## Problem
Reproduce the material below verbatim, from the line with "label: ripe tomato" up to and including the final line of the material.

▶

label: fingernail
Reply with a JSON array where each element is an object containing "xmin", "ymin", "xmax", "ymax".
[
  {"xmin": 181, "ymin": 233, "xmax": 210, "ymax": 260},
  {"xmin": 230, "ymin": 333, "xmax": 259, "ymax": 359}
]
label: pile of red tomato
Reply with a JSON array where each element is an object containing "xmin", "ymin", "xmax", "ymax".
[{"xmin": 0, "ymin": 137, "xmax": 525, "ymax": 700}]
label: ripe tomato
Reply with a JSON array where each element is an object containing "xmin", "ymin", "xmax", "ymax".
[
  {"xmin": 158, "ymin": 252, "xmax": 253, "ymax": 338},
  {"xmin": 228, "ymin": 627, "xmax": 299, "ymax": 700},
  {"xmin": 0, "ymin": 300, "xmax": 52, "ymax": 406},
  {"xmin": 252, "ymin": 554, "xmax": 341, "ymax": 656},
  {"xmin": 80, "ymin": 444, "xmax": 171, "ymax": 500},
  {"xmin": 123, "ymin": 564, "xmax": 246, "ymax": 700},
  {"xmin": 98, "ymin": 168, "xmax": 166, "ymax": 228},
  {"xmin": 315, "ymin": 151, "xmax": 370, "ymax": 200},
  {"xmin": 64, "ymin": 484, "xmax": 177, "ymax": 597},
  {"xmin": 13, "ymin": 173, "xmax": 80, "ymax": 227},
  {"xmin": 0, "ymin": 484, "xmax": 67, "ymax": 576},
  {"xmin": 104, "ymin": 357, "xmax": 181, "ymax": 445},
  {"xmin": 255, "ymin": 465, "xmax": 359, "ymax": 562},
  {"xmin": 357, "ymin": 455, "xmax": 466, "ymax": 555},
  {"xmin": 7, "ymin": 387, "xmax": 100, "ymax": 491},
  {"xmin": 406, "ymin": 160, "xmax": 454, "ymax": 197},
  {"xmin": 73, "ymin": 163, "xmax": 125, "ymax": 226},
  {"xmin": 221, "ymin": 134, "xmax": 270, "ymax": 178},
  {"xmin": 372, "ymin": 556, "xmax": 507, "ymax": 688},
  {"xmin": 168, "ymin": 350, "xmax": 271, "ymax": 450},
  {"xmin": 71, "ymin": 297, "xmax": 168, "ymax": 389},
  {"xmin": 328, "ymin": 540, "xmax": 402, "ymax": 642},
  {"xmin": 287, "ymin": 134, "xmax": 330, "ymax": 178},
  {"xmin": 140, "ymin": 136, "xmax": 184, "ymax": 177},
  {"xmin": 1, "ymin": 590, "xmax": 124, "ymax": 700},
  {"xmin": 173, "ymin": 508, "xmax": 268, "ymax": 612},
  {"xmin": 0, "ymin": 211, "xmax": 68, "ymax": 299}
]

◀

## Finished task
label: ripe tomato
Reply with a JSON array where each element is an object containing "xmin", "ymin", "xmax", "ymax".
[
  {"xmin": 158, "ymin": 252, "xmax": 253, "ymax": 338},
  {"xmin": 228, "ymin": 627, "xmax": 299, "ymax": 700},
  {"xmin": 0, "ymin": 300, "xmax": 52, "ymax": 406},
  {"xmin": 252, "ymin": 554, "xmax": 341, "ymax": 656},
  {"xmin": 80, "ymin": 444, "xmax": 171, "ymax": 500},
  {"xmin": 123, "ymin": 564, "xmax": 246, "ymax": 700},
  {"xmin": 98, "ymin": 168, "xmax": 166, "ymax": 228},
  {"xmin": 315, "ymin": 151, "xmax": 370, "ymax": 200},
  {"xmin": 64, "ymin": 484, "xmax": 177, "ymax": 597},
  {"xmin": 13, "ymin": 173, "xmax": 80, "ymax": 227},
  {"xmin": 0, "ymin": 484, "xmax": 67, "ymax": 576},
  {"xmin": 104, "ymin": 357, "xmax": 181, "ymax": 445},
  {"xmin": 255, "ymin": 465, "xmax": 359, "ymax": 562},
  {"xmin": 357, "ymin": 455, "xmax": 466, "ymax": 555},
  {"xmin": 7, "ymin": 387, "xmax": 100, "ymax": 491},
  {"xmin": 406, "ymin": 160, "xmax": 454, "ymax": 197},
  {"xmin": 73, "ymin": 163, "xmax": 125, "ymax": 226},
  {"xmin": 221, "ymin": 134, "xmax": 270, "ymax": 178},
  {"xmin": 372, "ymin": 556, "xmax": 507, "ymax": 688},
  {"xmin": 168, "ymin": 350, "xmax": 271, "ymax": 450},
  {"xmin": 71, "ymin": 297, "xmax": 168, "ymax": 389},
  {"xmin": 328, "ymin": 540, "xmax": 402, "ymax": 642},
  {"xmin": 287, "ymin": 134, "xmax": 330, "ymax": 178},
  {"xmin": 140, "ymin": 136, "xmax": 184, "ymax": 177},
  {"xmin": 1, "ymin": 590, "xmax": 124, "ymax": 700},
  {"xmin": 173, "ymin": 508, "xmax": 268, "ymax": 612},
  {"xmin": 0, "ymin": 211, "xmax": 68, "ymax": 299}
]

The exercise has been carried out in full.